* [MATERIAL]:
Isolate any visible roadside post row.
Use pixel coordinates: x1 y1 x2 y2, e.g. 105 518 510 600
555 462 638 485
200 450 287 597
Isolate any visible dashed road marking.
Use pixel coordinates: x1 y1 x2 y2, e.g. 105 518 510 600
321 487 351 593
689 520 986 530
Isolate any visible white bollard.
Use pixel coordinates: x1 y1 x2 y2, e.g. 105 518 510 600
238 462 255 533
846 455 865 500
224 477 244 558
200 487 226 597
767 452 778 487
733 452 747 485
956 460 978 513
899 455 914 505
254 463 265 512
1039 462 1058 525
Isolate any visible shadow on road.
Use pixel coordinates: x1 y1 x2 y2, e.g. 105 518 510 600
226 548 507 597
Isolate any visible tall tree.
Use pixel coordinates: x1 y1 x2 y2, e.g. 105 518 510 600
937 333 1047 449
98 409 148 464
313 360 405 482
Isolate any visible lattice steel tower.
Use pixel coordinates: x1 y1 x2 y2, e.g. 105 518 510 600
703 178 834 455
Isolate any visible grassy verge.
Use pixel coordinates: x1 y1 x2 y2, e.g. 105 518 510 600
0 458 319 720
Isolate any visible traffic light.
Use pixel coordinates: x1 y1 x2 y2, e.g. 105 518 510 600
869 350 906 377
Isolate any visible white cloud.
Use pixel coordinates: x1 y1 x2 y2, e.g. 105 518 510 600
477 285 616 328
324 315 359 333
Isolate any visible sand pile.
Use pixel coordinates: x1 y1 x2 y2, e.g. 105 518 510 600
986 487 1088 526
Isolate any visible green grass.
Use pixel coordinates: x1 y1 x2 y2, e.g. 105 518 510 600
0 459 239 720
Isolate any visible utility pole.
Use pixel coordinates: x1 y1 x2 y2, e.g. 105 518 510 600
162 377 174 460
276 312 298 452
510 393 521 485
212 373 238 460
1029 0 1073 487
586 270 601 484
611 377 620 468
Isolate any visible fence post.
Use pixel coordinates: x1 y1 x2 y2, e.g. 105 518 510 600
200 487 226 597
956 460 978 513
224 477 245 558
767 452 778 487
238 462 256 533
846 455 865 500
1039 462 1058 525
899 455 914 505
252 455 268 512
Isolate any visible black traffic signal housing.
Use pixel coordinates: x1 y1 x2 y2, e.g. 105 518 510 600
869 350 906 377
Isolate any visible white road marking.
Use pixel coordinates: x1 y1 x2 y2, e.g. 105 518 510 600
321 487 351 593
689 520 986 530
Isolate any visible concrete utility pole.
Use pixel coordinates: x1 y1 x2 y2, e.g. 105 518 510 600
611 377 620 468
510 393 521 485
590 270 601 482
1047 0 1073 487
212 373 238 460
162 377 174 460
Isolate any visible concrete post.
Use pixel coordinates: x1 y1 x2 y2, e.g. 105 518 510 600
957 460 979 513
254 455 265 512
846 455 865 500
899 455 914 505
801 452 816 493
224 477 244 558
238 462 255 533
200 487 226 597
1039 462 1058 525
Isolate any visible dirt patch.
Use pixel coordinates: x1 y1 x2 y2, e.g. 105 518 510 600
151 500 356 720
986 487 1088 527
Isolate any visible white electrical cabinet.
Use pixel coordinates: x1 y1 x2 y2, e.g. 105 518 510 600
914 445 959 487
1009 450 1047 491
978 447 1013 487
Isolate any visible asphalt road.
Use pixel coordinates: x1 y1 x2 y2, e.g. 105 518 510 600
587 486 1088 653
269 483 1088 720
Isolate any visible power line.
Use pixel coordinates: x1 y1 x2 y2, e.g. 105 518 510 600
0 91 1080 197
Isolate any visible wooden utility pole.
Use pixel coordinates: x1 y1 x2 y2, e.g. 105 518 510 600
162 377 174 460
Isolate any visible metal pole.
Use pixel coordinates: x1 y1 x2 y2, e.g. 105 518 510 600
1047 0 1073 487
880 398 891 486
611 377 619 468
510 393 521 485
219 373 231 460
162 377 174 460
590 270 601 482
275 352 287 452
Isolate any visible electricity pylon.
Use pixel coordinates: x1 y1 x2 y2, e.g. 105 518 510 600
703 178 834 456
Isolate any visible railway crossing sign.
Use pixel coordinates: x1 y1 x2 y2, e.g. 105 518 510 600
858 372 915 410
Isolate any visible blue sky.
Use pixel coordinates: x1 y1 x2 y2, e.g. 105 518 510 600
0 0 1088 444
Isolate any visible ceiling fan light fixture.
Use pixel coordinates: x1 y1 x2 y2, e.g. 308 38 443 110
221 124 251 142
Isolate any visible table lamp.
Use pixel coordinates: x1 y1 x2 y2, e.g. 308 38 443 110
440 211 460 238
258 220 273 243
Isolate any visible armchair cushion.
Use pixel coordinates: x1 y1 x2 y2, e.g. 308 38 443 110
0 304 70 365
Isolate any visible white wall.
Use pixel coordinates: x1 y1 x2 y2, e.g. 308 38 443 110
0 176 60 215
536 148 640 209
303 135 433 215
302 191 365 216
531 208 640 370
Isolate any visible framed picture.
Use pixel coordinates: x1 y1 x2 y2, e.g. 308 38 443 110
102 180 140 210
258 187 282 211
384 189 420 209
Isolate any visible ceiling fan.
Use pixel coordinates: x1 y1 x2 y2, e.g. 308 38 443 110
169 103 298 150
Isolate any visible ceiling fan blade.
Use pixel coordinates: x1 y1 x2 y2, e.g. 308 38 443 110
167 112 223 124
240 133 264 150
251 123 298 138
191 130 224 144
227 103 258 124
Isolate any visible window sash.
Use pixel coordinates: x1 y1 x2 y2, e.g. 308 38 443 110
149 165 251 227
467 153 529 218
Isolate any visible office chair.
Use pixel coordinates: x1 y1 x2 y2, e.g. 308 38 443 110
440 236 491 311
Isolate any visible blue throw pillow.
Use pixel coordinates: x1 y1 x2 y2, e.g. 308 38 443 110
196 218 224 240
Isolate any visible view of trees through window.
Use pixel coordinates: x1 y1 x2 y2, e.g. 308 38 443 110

* [WHAT YOU WILL DO]:
Copy the whole listing above, changing every "Isolate" to "Mark" and leaving everything else unchanged.

* [FULL OUTPUT]:
Mark any visible roadside post row.
Use pixel coordinates: x1 y1 x2 y2, e.g. 105 518 510 600
555 462 638 485
200 450 287 597
Mark any visible dashed road marking.
Use pixel coordinates: x1 y1 x2 y2, e.g. 105 518 510 600
321 487 351 593
689 520 986 530
Mark any visible white bollard.
Use pixel coordinates: x1 y1 x2 y2, e.g. 105 518 510 600
238 462 255 533
846 455 865 500
224 477 244 558
200 487 226 597
767 452 778 487
733 452 747 485
956 460 978 513
899 455 914 505
254 463 265 512
1039 462 1058 525
Mark any visible shadow on road.
Use pixel coordinates: x1 y1 x2 y2, e.g. 105 518 510 600
226 548 507 597
Mark any visible tall tree.
Use pixel coordinates: x1 y1 x2 y2, e.g. 105 518 510 600
937 333 1047 449
98 409 148 464
313 360 405 482
Mark any visible lattice steel tower.
Use pixel coordinates: x1 y1 x2 y2, e.g. 105 518 510 600
703 178 834 455
Mark any visible grassy verge.
Use pixel coordinates: x1 y1 x2 y2, e.g. 105 518 510 600
0 458 319 720
Mark any visible traffic light.
Use pixel coordinates: x1 y1 x2 y2, e.g. 105 518 510 600
869 350 906 377
Mark any visible white cloud.
Use pixel coordinates: x1 y1 x2 y2, e.g. 105 518 510 600
477 285 616 328
324 315 359 333
Mark any visible sand pile.
Use pixel coordinates: x1 y1 x2 y2, e.g. 105 518 510 600
986 487 1088 526
Mark any visible green grass.
Use pixel coordinates: x1 y1 x2 y2, e.g. 105 518 510 600
0 459 239 720
Mark any visible utility pole.
Use pixel coordinates: x1 y1 x2 y2, e.g. 105 518 510 600
162 377 174 460
276 312 298 452
510 393 521 485
212 373 238 460
1029 0 1073 487
586 270 601 484
611 377 620 468
Mark any visible fence post.
Use pixel coordinates: x1 y1 x2 y2, e.g. 105 518 510 600
200 487 226 597
956 460 978 513
224 477 245 558
767 452 778 487
238 462 256 533
846 455 865 500
1039 462 1058 525
899 455 914 505
252 455 268 512
Mark any visible black traffic signal housing.
Use pixel coordinates: x1 y1 x2 y2, e.g. 105 518 510 600
869 350 906 377
Mark any visible white road marking.
Use pixel coordinates: x1 y1 x2 y2, e.g. 105 518 510 600
321 487 351 593
689 520 986 530
Mark any visible concrete utility pole.
Use pixel coordinates: x1 y1 x2 y2, e.g. 105 518 510 600
611 377 620 468
510 393 521 485
590 270 601 482
1047 0 1073 487
212 373 238 460
162 377 174 460
Mark any visible concrete post.
Use pixel coordinates: x1 y1 x2 y2, e.g. 105 518 510 600
957 460 979 513
254 455 265 512
846 455 865 500
899 455 914 505
801 452 816 493
224 477 244 558
238 462 255 533
200 487 226 597
1039 462 1058 525
Mark any visible dirt patch.
Use pixel coordinates: x1 y1 x2 y2, e.g. 105 518 510 600
151 500 356 720
986 487 1088 527
Mark any visible white electrical cabinet.
Use pixel coordinates: x1 y1 x2 y2, e.g. 105 518 510 600
914 445 959 487
1009 450 1047 491
978 447 1013 487
Mark any visible asphalt road.
Use pixel coordinates: x1 y1 x2 y2, e.g. 105 518 510 600
587 486 1088 653
269 483 1088 720
Mark any visible power line.
Use pixel coordinates: x1 y1 x2 y2, e.g. 105 518 510 600
0 91 1080 197
Mark any visible wooden utility pole.
Use pixel coordinates: x1 y1 x2 y2, e.g. 105 518 510 600
162 377 174 460
Mark any visible metal pole.
Use pixel coordinates: x1 y1 x2 y2, e.g. 105 518 510 600
1047 0 1073 487
880 398 891 486
611 377 619 468
510 393 521 485
219 373 231 460
162 377 174 460
590 270 601 482
275 352 287 452
Mark any visible electricity pylon.
Use pixel coordinates: x1 y1 x2 y2, e.g. 105 518 510 600
703 178 834 456
Mark any visible railway crossing sign.
Use pixel coordinates: x1 y1 x2 y2, e.g. 105 518 510 600
858 372 915 410
Mark any visible blue sky.
Use pixel coordinates: x1 y1 x2 y2, e.g. 105 518 510 600
0 0 1088 444
Mark any visible ceiling fan light fixture.
Use pixel coordinates: x1 y1 x2 y2, e.g. 308 38 443 110
221 124 251 142
Mark any visible table lamp.
Use pixel coordinates: x1 y1 x2 y2, e.g. 308 38 443 110
440 211 460 238
258 220 273 243
Mark any visible armchair cushion.
Use pixel coordinates: x1 y1 x2 y2, e.g. 308 38 443 110
0 304 70 365
Mark any visible white wall.
Use pixel coordinates: x1 y1 x2 y2, e.g. 308 38 443 110
0 176 60 215
536 148 640 209
303 135 433 215
302 191 365 216
531 208 640 370
Mark any visible framed picture.
Use pixel coordinates: x1 y1 x2 y2, e.g. 308 38 443 110
102 180 140 210
258 187 282 211
384 189 420 209
Mark any visible ceiling fan.
Use pixel coordinates: x1 y1 x2 y2, e.g. 308 38 443 110
169 103 298 150
Mark any visible ceiling fan blade.
Use pixel coordinates: x1 y1 x2 y2, e.g. 308 38 443 110
167 112 223 124
240 133 264 150
251 123 298 138
191 130 224 144
227 103 258 124
Mark any visible window sash.
Use pixel coordinates: x1 y1 x2 y2, e.g. 308 38 443 110
149 165 251 227
467 153 529 218
Mark any visible office chair.
Use pixel coordinates: x1 y1 x2 y2, e.g. 308 38 443 110
440 236 491 311
Mark any visible blue throw pillow.
Use pixel coordinates: x1 y1 x2 y2, e.g. 308 38 443 110
196 218 224 240
Mark any visible view of trees through window.
Use pixel coordinates: x1 y1 x2 y2, e.g. 308 38 443 110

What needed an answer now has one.